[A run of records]
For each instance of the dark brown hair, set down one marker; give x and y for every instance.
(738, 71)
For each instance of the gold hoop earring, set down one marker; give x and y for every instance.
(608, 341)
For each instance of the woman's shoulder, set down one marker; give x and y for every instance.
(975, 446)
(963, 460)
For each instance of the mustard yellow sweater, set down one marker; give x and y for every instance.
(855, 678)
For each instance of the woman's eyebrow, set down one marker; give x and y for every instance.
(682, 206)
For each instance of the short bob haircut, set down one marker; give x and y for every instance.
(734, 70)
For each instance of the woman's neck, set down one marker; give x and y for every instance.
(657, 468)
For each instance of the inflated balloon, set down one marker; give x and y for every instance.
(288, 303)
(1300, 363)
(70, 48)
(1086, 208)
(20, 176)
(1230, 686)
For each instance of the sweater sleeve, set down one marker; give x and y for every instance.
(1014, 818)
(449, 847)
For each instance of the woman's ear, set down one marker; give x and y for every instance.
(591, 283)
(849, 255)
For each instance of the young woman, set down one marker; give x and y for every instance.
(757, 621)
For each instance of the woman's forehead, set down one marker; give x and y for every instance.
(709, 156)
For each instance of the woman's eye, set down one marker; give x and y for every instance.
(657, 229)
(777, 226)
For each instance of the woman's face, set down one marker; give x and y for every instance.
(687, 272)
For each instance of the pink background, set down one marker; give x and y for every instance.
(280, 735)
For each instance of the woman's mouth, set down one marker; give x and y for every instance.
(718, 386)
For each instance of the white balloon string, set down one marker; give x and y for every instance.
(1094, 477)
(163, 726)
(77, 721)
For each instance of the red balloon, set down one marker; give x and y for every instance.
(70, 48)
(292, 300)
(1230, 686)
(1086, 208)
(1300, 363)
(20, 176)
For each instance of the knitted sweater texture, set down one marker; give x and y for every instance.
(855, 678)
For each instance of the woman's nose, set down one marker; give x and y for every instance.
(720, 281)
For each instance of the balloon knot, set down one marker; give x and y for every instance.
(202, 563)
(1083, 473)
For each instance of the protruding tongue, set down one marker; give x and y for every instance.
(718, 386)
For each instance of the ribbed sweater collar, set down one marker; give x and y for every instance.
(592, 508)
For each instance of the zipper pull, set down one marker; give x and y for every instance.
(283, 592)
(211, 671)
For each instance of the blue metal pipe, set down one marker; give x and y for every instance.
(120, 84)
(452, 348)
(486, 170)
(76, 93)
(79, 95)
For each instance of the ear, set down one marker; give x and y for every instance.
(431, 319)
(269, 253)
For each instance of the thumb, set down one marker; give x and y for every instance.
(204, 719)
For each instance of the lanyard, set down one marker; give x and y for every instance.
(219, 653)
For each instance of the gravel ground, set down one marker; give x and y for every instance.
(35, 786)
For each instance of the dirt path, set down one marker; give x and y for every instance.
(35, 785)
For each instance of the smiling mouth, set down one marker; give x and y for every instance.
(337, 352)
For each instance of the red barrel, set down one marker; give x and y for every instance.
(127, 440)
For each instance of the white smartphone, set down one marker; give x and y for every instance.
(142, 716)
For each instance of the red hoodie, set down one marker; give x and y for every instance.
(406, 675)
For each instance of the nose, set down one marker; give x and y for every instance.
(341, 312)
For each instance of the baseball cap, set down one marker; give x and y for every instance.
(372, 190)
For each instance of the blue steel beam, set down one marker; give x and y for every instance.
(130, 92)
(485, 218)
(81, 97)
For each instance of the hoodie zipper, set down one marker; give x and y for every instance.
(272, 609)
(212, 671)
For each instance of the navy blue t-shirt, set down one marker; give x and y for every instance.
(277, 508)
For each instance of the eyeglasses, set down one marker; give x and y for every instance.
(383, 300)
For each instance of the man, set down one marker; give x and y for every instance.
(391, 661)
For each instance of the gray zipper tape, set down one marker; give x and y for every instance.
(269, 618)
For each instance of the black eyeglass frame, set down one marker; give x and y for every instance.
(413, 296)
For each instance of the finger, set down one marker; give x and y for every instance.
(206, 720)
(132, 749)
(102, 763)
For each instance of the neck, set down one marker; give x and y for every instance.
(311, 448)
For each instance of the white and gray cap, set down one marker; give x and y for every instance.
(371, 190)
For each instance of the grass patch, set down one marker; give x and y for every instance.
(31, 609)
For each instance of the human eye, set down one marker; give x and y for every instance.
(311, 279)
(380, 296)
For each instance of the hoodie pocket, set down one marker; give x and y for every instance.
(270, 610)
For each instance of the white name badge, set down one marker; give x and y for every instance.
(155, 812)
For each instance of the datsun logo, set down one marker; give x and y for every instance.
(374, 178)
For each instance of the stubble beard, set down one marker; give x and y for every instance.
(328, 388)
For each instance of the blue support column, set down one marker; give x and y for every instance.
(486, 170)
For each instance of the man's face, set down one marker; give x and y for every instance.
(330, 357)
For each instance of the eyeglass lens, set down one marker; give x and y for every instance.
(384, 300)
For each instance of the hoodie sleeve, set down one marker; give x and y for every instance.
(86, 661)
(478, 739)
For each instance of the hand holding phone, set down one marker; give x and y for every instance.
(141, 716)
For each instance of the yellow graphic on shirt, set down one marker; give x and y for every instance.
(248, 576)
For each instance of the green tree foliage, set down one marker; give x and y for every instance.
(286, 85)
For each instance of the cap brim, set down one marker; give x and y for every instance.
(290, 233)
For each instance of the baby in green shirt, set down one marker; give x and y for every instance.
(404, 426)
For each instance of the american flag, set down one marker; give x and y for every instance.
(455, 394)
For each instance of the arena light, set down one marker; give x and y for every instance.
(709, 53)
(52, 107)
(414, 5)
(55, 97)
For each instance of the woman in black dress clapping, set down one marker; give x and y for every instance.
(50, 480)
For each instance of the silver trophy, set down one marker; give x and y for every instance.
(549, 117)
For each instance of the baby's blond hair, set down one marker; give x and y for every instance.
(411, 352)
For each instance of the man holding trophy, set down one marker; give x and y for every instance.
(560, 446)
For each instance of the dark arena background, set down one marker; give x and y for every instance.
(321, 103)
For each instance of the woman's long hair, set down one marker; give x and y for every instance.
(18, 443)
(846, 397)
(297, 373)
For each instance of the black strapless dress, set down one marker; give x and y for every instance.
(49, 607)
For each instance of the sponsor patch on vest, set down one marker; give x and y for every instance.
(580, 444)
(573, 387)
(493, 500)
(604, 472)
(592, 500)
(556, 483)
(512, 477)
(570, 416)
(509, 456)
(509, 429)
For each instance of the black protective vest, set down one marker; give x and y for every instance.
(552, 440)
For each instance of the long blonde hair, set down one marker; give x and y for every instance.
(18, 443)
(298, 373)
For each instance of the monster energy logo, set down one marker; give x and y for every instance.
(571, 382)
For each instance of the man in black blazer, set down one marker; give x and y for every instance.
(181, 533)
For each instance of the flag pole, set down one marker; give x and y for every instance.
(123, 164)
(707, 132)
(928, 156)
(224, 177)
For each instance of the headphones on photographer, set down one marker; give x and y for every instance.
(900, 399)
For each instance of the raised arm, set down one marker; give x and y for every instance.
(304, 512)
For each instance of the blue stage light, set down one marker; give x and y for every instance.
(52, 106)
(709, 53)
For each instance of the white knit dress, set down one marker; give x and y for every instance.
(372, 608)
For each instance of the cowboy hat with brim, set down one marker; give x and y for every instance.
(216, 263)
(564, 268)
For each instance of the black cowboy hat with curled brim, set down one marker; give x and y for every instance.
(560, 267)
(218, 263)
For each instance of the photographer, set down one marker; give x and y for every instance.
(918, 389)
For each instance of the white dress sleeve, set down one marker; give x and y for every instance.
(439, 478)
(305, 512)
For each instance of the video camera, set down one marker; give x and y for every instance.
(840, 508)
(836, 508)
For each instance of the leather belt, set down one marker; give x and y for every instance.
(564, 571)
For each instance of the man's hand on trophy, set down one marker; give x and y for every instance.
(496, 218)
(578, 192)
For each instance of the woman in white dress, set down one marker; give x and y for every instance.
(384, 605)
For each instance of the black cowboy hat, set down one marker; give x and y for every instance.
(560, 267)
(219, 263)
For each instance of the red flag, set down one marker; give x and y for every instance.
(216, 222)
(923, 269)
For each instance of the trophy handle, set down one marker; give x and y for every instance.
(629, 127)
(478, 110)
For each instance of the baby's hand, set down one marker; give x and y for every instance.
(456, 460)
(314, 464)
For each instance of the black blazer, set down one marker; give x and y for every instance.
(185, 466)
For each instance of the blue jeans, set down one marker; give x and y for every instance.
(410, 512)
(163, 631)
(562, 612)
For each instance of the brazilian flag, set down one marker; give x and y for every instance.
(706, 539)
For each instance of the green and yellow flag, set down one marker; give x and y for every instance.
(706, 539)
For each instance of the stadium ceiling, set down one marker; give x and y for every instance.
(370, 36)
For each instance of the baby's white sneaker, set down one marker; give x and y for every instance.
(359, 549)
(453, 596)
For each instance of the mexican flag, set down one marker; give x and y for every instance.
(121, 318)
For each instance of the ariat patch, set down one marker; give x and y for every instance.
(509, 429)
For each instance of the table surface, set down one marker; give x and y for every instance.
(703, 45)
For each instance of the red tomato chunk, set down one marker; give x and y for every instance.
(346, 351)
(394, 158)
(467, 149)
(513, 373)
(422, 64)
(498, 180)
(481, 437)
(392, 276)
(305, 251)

TASK BRIEF: Beginning at the line that holds "For each instance of the black blazer, set", write out word for word each line through the end of the records.

TASK RESULT:
For each instance of the black blazer, set down one marker; give x and y for every instance.
(185, 466)
For each instance of the blue jeans, set down one marker; give x and y for every instance.
(410, 512)
(163, 631)
(562, 612)
For each instance of the brazilian flag, set down one marker; give x and y for every instance.
(706, 539)
For each instance of the green and yellow flag, set down one marker; give x and y for every instance.
(706, 539)
For each instance of the stadium ceiling, set down one marker; give x and y for every instance.
(370, 36)
For each instance of the baby's white sneaker, set down one marker; give x and y for every instance.
(359, 549)
(453, 596)
For each instance of the mexican flag, set down one marker; give x and y for every instance.
(121, 318)
For each instance of the ariat patch, set down one marker; give x and y for every instance.
(509, 429)
For each instance of the table surface, set down one marker; give x and y for every instance.
(703, 45)
For each instance of the red tomato chunk, set down one marker; give x and y for every instance.
(346, 351)
(394, 158)
(467, 149)
(513, 373)
(422, 64)
(498, 180)
(481, 437)
(392, 276)
(305, 251)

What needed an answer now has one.